**TEXT TO READ:**
────────────────────
Notebook
December 15th, 2023 by Gary Osberg

In December of 1984 I was employed at Dayton’s Commercial Interiors in downtown Minneapolis.  I was sleeping on my dad’s couch in St. Paul during the week. My family was still living in the home that we had built on Cedar Lake west of Upsala.  My daughter Kerry was 16 years old and her art teacher in Upsala was pushing her to produce a lot of work.  For Christmas that year Kerry presented me with a pencil drawing of a Golden Retriever with a pheasant in its mouth.  She had an uncanny ability to make the eyes so very lifelike.  She had reworked one of the eyes to the point that there was almost no paper left.
────────────────────
**DATASET EXCERPT:**
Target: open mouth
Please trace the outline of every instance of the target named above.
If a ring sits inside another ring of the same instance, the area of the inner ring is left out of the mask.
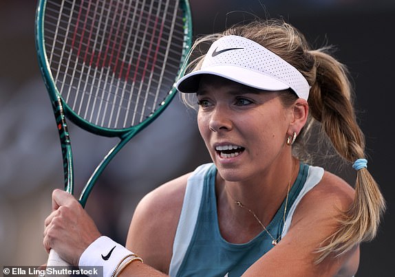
────────────────────
**WHAT IS ASKED:**
- A) In the notebook text, what did Kerry give her father for Christmas?
- B) Which cities, towns, and lakes does the notebook text name?
- C) Can you rewrite the notebook text between "In December of" and "no paper left.", inclusive, substituting "charcoal sketch" for "pencil drawing"?
None of the material affects any of this.

**RESPONSES TO THE TASKS:**
- A) A pencil drawing of a Golden Retriever with a pheasant in its mouth.

- B) Minneapolis, St. Paul, Cedar Lake, Upsala

- C)
In December of 1984 I was employed at Dayton’s Commercial Interiors in downtown Minneapolis.  I was sleeping on my dad’s couch in St. Paul during the week. My family was still living in the home that we had built on Cedar Lake west of Upsala.  My daughter Kerry was 16 years old and her art teacher in Upsala was pushing her to produce a lot of work.  For Christmas that year Kerry presented me with a charcoal sketch of a Golden Retriever with a pheasant in its mouth.  She had an uncanny ability to make the eyes so very lifelike.  She had reworked one of the eyes to the point that there was almost no paper left.